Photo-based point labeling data
━━━━━━━━━━━━━━━━━━━━━━━━━━━━━━
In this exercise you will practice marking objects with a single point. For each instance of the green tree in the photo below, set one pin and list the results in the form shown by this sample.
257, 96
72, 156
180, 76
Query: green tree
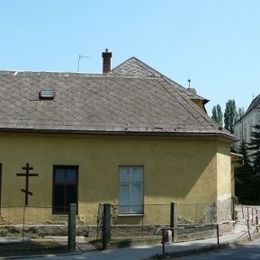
254, 159
217, 114
245, 179
241, 112
230, 115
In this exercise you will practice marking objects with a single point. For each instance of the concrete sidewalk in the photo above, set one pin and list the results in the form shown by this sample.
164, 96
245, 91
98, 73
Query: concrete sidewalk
145, 252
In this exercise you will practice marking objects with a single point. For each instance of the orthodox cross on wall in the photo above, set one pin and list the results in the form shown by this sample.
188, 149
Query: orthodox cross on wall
27, 174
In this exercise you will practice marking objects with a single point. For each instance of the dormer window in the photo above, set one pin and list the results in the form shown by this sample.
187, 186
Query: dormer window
46, 94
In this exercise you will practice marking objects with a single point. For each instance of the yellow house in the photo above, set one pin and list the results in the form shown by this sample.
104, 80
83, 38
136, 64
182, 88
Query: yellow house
129, 137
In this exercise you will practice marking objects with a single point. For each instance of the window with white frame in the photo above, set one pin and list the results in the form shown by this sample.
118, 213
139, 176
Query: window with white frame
131, 189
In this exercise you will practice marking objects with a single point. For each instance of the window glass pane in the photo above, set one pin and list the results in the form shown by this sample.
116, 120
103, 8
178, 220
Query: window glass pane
136, 174
124, 176
124, 198
59, 198
65, 188
71, 194
71, 176
60, 176
136, 198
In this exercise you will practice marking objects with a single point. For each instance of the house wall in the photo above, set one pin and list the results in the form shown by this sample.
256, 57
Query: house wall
224, 183
183, 170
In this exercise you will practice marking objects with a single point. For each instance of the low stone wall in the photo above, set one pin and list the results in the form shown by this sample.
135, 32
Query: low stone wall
189, 232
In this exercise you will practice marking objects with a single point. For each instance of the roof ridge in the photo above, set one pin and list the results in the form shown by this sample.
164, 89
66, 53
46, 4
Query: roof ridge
157, 74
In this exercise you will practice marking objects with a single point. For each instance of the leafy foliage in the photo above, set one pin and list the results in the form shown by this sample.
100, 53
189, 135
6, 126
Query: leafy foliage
230, 115
217, 114
248, 176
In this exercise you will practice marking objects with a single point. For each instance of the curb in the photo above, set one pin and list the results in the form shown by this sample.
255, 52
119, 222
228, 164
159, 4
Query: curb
205, 249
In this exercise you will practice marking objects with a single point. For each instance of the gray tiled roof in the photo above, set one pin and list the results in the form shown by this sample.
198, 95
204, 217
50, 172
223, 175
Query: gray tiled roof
113, 103
136, 68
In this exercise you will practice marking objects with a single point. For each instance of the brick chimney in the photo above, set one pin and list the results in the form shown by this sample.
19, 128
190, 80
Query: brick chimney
106, 61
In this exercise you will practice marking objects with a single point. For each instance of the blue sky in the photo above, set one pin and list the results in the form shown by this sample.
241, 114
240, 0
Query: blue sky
214, 42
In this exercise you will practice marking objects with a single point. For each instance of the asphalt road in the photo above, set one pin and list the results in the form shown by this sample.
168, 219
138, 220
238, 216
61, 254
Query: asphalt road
247, 251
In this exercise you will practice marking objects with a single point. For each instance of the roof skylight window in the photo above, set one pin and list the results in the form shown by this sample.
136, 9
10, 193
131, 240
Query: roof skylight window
46, 94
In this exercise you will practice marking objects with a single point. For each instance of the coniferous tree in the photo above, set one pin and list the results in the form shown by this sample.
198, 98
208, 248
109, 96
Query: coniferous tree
254, 155
230, 115
217, 114
241, 112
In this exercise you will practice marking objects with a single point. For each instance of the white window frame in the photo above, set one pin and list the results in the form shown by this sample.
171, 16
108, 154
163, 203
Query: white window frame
130, 208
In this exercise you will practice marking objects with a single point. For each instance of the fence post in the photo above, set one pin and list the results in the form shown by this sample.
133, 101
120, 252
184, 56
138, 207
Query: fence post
218, 234
248, 228
72, 227
106, 228
233, 207
256, 221
173, 220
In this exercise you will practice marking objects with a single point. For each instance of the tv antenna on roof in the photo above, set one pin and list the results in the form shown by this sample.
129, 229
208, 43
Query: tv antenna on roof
189, 81
81, 56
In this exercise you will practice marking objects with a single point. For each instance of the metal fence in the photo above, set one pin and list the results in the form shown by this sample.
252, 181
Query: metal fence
27, 229
152, 217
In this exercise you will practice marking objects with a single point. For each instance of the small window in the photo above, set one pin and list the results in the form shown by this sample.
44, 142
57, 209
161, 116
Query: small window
131, 189
46, 94
65, 188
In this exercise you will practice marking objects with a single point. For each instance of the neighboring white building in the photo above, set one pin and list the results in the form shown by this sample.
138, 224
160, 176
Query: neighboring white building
244, 127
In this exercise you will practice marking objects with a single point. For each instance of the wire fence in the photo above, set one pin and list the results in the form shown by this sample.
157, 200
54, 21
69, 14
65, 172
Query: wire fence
148, 219
29, 228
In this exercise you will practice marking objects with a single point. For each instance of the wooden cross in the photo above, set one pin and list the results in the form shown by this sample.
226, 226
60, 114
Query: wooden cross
26, 191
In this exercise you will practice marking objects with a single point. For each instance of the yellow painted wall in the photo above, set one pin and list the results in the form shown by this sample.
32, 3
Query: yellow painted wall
184, 170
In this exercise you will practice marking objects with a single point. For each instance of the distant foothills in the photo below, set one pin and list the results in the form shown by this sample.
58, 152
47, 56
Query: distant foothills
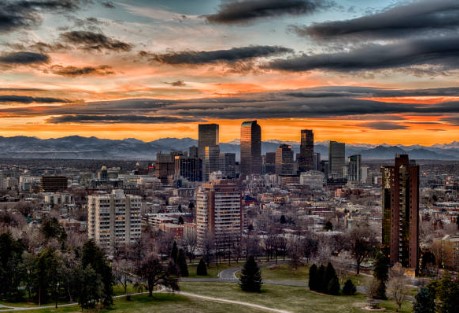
77, 147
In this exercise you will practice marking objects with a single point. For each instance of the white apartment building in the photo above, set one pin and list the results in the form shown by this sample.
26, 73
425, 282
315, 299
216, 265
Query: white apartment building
218, 213
114, 218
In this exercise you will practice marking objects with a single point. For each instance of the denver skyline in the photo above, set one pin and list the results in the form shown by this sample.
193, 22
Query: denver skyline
354, 71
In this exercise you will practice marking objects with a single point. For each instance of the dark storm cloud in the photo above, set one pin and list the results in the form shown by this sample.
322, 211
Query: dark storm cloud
23, 58
115, 119
73, 71
26, 99
232, 12
417, 17
94, 41
206, 57
439, 51
15, 15
384, 125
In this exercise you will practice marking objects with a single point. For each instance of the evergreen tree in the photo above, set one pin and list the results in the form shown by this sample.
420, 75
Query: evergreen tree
201, 270
313, 279
321, 282
250, 279
95, 257
349, 288
381, 273
174, 252
424, 301
181, 263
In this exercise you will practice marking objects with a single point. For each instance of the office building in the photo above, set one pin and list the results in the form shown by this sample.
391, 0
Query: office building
336, 159
114, 219
54, 183
218, 213
208, 136
354, 172
284, 160
250, 148
306, 158
400, 204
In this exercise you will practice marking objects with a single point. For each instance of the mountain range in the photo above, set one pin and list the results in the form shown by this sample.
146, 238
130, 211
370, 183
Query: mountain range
76, 147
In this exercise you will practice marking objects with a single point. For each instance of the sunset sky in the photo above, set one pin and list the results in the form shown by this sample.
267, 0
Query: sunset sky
359, 71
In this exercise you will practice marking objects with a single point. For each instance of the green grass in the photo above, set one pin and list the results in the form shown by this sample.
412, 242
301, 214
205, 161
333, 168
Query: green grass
294, 299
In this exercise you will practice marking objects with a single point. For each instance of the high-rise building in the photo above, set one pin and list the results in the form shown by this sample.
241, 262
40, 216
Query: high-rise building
336, 159
354, 172
211, 162
189, 168
218, 213
400, 204
250, 148
114, 218
284, 160
306, 159
208, 136
228, 165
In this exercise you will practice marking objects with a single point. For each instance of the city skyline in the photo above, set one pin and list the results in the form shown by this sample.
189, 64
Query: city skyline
357, 71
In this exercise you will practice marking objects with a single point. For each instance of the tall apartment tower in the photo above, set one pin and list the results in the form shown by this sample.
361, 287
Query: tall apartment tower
336, 159
250, 148
354, 172
400, 204
284, 160
114, 218
306, 159
208, 135
218, 213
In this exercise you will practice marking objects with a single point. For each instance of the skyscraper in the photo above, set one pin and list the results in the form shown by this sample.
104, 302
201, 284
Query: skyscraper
208, 135
218, 213
306, 159
354, 172
114, 218
250, 148
284, 160
400, 204
336, 160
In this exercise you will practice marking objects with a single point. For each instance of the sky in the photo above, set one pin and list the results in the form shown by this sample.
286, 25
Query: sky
358, 71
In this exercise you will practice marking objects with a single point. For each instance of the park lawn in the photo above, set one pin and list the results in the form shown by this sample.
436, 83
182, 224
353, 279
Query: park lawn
293, 299
284, 272
160, 302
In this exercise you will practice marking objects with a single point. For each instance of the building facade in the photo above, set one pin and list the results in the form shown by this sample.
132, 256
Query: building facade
400, 204
218, 213
306, 158
250, 148
336, 159
114, 219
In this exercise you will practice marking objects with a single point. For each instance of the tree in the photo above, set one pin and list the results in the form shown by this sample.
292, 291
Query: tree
349, 288
381, 273
95, 257
424, 301
174, 252
250, 279
201, 270
181, 263
362, 241
313, 278
154, 273
397, 285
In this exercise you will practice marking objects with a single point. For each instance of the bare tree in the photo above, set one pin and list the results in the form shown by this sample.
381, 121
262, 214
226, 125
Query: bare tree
397, 285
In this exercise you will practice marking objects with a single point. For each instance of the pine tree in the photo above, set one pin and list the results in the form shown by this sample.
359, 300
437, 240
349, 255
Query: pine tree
349, 288
425, 301
201, 270
250, 276
313, 277
181, 263
174, 252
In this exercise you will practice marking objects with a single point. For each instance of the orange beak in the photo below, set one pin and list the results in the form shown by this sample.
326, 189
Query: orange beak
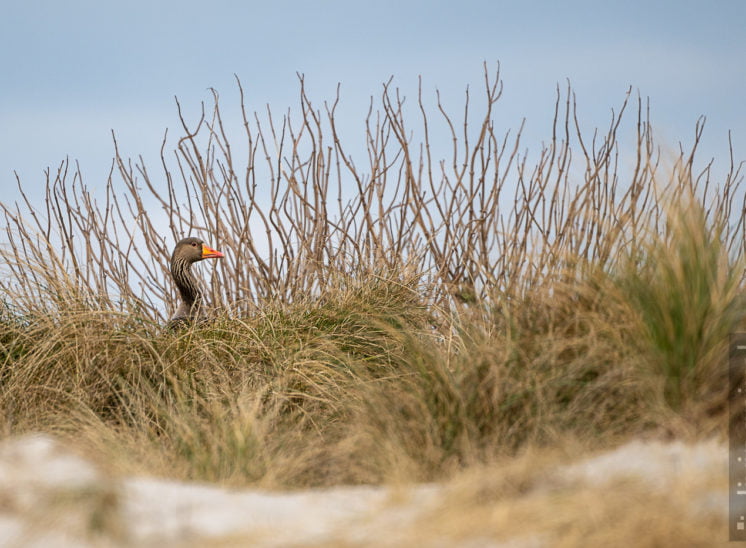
210, 253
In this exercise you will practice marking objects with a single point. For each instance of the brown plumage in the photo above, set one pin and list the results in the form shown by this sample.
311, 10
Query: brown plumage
187, 252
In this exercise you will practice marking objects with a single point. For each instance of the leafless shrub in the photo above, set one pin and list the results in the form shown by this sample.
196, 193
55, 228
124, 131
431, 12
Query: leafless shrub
480, 223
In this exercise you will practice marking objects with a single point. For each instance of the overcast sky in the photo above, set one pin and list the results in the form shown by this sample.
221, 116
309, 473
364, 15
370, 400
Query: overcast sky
73, 70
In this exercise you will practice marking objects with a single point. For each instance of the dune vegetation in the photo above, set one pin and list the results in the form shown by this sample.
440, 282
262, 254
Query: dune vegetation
386, 317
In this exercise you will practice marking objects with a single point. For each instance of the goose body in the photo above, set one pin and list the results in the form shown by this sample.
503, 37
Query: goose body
187, 252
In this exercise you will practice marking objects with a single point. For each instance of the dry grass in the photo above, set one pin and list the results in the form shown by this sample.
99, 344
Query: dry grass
398, 321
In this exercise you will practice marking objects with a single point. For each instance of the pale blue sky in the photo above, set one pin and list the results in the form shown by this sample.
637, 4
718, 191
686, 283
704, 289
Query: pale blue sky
71, 71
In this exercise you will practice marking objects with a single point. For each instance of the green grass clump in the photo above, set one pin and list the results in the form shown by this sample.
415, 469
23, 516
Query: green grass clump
421, 329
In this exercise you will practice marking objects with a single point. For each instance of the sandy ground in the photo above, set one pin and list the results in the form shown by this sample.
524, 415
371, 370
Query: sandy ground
49, 496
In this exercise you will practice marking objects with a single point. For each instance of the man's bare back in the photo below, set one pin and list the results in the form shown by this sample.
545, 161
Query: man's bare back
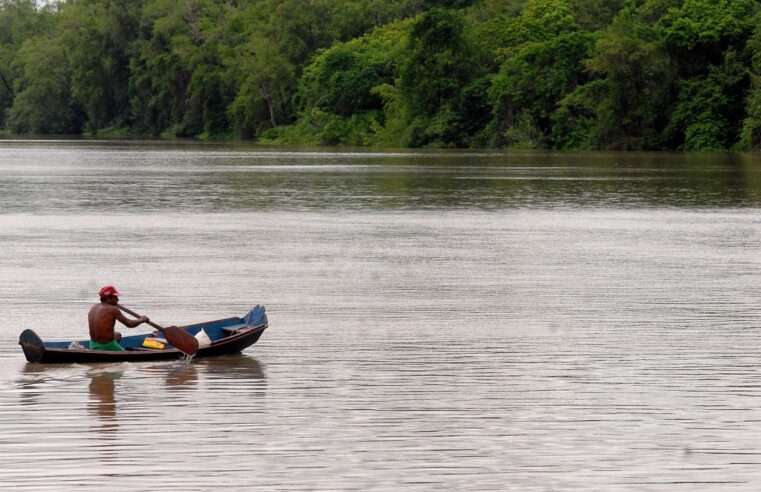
102, 319
103, 316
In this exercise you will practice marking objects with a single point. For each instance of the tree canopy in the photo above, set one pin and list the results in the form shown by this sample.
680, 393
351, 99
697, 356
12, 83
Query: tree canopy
555, 74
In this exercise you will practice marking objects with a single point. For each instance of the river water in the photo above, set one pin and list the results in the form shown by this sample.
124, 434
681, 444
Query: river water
438, 320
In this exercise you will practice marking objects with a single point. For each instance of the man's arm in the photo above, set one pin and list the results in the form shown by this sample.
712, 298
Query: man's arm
129, 323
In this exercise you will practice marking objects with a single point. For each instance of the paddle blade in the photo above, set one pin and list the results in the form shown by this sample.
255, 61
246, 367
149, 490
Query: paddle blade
181, 340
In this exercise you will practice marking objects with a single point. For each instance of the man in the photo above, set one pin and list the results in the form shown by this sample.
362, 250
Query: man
102, 319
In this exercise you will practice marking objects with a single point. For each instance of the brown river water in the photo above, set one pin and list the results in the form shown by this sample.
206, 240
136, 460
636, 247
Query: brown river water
438, 320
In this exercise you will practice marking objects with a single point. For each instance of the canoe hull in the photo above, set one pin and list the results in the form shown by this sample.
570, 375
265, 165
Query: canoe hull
228, 336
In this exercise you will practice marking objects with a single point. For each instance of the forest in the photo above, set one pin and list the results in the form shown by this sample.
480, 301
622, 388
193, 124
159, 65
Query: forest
538, 74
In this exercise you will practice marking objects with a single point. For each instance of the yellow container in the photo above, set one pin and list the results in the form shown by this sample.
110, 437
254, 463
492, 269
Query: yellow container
151, 343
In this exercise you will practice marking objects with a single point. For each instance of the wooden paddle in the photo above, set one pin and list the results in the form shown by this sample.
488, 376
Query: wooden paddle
178, 338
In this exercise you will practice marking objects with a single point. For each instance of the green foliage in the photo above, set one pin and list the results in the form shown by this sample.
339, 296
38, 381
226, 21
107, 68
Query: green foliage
622, 74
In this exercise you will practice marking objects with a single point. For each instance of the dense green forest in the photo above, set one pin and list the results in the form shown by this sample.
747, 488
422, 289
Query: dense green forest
557, 74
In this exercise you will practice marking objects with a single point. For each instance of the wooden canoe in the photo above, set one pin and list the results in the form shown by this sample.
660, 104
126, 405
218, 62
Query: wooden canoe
227, 336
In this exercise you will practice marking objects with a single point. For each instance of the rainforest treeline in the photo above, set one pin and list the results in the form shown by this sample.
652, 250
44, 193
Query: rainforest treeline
555, 74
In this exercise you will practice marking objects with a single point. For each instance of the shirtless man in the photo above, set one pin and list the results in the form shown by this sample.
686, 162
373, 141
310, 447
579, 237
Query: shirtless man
102, 319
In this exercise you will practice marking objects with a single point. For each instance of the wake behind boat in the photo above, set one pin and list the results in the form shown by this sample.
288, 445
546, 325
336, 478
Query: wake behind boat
225, 336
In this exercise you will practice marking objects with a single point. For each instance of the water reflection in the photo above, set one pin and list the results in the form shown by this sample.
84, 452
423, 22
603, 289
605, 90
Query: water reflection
102, 402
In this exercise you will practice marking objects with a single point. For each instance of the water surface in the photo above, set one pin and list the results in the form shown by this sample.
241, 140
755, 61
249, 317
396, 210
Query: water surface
439, 320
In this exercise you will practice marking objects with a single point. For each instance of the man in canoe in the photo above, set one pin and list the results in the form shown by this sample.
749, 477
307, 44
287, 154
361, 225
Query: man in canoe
102, 319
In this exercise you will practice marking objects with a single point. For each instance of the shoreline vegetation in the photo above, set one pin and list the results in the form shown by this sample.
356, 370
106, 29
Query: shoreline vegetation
539, 74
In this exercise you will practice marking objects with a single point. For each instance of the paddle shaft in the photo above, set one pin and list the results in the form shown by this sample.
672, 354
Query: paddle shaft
178, 338
134, 314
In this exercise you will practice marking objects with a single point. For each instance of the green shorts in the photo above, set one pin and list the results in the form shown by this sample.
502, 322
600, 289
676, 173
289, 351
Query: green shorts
112, 346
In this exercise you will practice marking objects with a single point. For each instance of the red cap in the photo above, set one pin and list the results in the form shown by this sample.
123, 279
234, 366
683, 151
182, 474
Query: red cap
109, 290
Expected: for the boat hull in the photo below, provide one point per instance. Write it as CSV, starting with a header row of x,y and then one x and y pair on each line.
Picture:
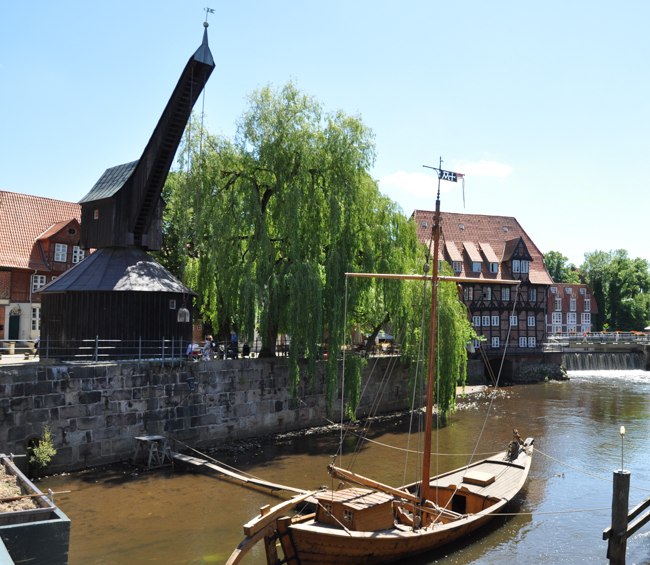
x,y
311,542
315,546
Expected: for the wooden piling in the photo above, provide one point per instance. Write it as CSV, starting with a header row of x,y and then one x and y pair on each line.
x,y
618,536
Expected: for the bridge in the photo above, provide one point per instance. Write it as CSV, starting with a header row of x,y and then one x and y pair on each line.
x,y
602,350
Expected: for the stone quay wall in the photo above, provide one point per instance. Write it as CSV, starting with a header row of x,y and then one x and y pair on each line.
x,y
95,411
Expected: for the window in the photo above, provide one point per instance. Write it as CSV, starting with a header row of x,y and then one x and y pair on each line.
x,y
38,281
78,254
60,252
36,319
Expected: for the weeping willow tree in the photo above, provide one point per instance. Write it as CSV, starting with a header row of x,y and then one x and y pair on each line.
x,y
264,226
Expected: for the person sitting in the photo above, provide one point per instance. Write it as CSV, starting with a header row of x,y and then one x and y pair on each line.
x,y
207,348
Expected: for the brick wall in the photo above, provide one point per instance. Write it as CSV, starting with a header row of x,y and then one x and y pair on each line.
x,y
94,412
5,284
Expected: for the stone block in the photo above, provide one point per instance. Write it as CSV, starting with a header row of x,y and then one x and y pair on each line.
x,y
90,397
88,423
21,404
74,411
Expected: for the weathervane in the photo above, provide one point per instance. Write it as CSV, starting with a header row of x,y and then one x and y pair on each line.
x,y
450,176
207,12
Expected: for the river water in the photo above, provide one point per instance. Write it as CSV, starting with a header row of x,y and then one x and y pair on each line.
x,y
122,517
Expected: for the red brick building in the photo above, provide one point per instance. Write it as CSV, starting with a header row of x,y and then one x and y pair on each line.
x,y
495,249
571,308
39,240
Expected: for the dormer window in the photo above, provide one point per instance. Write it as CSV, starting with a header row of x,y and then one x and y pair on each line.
x,y
60,252
78,254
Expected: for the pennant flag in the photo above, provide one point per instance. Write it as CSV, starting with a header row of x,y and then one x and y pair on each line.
x,y
452,177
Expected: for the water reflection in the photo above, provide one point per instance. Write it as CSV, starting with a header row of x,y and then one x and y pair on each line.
x,y
120,517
━━━━━━━━━━━━━━━━━━━━━━━━━━━━━━
Stated goal: Every line from the one containing "Expected: for the stone block" through the last line must be copied exactly; leave out the rest.

Result for this exercise:
Expected: for the stone block in the photo above, provide one point per instance. Write it as CSV, starting with a header row of x,y and then one x and y pair on each line.
x,y
90,397
88,423
21,404
74,411
Expected: for the weathervane in the photo above, provide one point per instance. Write it as CSV, starting with a header row of x,y and then one x and y pair on each line.
x,y
450,176
207,12
Expected: for the river water in the photo above, provide one point per instance. Write it as CSV, starting with a header row of x,y and then one x and y pair on each line.
x,y
122,517
Expected: for the red brick building in the photo above, provide one point per instance. Write it as CSV, starting with a header row of x,y and then one x and y pair on each line.
x,y
495,249
571,308
39,240
Expected: for the dormer window in the photo above, provide one point per instance. Write it as CSV, starting with a header row of x,y and then one x and y pair on each line.
x,y
60,252
78,254
Expected: for the pennant flag in the photo above, provide one point per instance. Write it as CSV, starting with a header row of x,y and then one x and y pair on each line.
x,y
452,177
Expected: for the water reflection in the photo above, provide one point per instance. Write it as CSV, starting with a header row of x,y and then one x and y pair on each line.
x,y
120,517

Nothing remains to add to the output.